Rename "low bush" to "small shrub" throughout the listing below. Reproduce every line with all else left unchanged.

— start Data shown —

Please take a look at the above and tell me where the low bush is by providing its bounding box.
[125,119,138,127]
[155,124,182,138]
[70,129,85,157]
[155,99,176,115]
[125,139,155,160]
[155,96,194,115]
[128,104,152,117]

— end Data shown —

--- The answer ---
Please take a look at the above and tell me where the small shrub is by providing its bounding box.
[125,119,138,127]
[155,124,182,138]
[70,129,85,157]
[155,99,176,115]
[125,139,155,160]
[155,96,194,115]
[128,104,152,117]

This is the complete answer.